EXTRACT TO READ:
◆ ◆ ◆ ◆ ◆ ◆ ◆

## Contents

### Increasing Grain Size

We return to the model in which an infinite plane wave passes through an aperture, is focused by an infinite lens, and shines on a wall. In this model, as the slit aperture widens (a increases), then the diffraction pattern narrows. Thus, for larger grain sizes, there is more forward scattering than in other directions. The fitting formula for the power pattern for large grains is:

$F(\theta )={1-g^2\over 1+g^2-2g\cos \theta } \,\!$

where $g\equiv \left\langle \cos \theta \right\rangle ={\int {F\cos \theta d\Omega }\over \int {Fd\Omega }}$. Note that this formula fails for $\theta =100^\circ$. If g = 1, then we have isotropic scattering, and as $g\to 1$, F(θ) peaks increasingly in the θ = 0 direction (it is increasingly “forward throwing”).

### Forward Scattering

Forward scattering can actually increase the intensity of light in some areas over if there were no scattering at all. If particles are smaller that the wavelength of light, there is isotropic scattering. For larger particles, the power is more concentrated in the perfectly forward and backward directions. This is why, where there is fog, you dim your headlights. The larger scattering particles in the fog actually increases the intensity of light reflected back at you and at oncoming cars.

◆ ◆ ◆ ◆ ◆ ◆ ◆

DATA ROWS:

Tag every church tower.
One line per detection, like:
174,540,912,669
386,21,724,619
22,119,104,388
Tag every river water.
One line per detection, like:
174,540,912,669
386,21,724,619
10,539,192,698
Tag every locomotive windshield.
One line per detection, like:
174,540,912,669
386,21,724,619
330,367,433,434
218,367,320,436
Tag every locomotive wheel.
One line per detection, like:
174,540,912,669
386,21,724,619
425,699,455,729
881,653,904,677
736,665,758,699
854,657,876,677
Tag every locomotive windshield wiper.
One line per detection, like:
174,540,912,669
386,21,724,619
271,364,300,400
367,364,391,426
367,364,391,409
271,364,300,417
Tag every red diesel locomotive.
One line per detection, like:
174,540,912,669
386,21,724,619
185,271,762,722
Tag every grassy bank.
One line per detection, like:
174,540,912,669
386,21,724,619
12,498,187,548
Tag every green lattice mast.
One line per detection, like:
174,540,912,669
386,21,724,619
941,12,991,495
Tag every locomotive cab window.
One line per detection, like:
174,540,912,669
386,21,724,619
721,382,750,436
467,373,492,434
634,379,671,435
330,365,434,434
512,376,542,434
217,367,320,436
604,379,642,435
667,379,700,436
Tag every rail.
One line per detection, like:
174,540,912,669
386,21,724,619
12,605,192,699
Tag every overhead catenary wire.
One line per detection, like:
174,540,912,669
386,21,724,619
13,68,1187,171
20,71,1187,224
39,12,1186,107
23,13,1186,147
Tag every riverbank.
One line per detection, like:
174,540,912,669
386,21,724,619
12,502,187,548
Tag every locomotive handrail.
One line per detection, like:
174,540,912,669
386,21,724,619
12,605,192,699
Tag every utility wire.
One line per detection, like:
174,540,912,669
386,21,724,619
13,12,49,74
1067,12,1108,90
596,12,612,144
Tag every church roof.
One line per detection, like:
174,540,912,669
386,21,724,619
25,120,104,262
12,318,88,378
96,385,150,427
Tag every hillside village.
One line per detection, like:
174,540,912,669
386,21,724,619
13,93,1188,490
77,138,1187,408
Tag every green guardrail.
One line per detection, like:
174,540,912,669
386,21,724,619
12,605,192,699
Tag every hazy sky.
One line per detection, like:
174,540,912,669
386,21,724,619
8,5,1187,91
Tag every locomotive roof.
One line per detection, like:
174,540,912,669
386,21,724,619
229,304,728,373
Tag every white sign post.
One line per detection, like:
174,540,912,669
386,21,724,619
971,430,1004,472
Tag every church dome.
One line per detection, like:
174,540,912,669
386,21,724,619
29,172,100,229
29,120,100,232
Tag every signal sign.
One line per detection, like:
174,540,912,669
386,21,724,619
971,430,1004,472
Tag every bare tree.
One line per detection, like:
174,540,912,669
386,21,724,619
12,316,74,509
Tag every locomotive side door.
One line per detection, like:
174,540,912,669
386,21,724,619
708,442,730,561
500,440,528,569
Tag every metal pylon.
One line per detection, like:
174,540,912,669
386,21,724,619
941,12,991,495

◆ ◆ ◆ ◆ ◆ ◆ ◆

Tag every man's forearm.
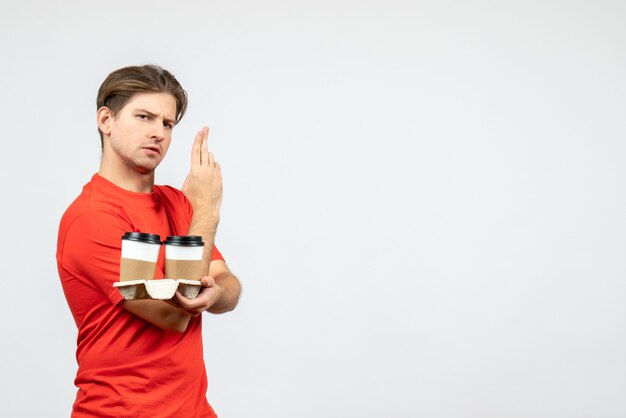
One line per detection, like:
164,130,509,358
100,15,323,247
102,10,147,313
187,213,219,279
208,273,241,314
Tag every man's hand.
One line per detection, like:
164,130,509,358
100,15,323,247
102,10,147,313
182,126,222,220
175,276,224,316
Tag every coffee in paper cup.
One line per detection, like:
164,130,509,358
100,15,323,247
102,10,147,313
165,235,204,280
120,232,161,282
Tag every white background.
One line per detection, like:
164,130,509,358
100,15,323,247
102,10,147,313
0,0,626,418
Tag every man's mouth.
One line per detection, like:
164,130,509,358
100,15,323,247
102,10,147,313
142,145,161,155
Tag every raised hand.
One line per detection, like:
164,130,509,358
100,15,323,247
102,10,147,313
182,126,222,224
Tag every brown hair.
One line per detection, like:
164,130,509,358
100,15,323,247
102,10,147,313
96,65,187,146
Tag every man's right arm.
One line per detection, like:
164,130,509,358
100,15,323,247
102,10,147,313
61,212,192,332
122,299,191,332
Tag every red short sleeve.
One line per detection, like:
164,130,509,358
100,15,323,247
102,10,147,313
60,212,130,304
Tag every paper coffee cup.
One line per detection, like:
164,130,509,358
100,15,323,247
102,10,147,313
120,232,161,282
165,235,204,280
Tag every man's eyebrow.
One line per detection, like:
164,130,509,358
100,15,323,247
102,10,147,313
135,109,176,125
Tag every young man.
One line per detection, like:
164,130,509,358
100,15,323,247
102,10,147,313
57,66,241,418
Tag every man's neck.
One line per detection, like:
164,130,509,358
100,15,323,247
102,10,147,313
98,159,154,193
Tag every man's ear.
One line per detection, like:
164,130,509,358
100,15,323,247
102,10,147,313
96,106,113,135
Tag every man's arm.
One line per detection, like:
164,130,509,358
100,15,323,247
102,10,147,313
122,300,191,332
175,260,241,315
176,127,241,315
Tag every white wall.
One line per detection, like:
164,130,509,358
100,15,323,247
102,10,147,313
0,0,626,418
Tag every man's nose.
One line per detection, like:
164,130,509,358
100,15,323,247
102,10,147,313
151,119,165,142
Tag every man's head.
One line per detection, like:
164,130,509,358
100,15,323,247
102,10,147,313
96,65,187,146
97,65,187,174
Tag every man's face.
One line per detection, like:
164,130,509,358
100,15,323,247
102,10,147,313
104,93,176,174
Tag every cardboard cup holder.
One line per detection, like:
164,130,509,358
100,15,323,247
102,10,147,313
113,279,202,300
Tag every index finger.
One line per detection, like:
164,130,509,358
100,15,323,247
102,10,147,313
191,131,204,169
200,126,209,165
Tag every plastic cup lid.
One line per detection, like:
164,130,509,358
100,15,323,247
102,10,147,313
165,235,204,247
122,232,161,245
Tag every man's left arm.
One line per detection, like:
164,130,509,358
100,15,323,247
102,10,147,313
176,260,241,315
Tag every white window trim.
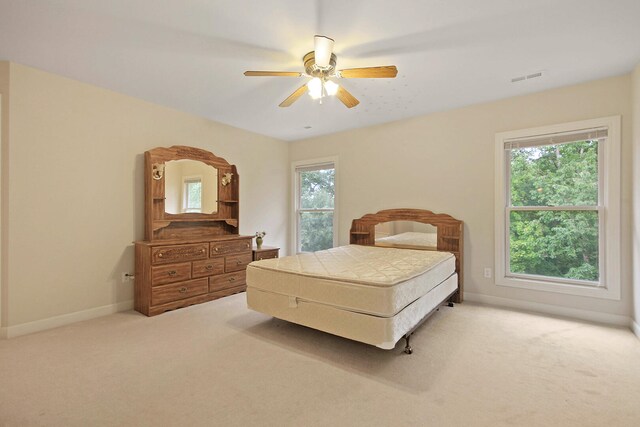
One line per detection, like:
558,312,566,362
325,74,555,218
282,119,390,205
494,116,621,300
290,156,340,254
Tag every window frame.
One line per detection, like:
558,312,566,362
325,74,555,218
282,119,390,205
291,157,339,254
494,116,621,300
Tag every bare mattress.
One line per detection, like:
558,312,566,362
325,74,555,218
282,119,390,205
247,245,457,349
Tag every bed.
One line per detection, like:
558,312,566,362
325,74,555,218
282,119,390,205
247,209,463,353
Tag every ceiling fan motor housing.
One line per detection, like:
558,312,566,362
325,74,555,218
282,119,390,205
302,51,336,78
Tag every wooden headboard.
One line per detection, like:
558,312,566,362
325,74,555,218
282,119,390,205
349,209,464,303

◆ ◆ ◆ ◆ ◆ ◆ ◆

GIVEN TASK 1: In the scattering text, what kind of scattering occurs when particles are smaller than the wavelength of light?
GIVEN TASK 2: In the records, rewrite the part that opens with the line containing "Tag every wooden headboard." and closes with the line containing "349,209,464,303", replacing "wooden" with "oak" and leaving everything else as is.

REPLY 1: Isotropic scattering.

REPLY 2:
Tag every oak headboard.
One line per detection, like:
558,312,566,362
325,74,555,218
282,119,390,205
349,209,464,303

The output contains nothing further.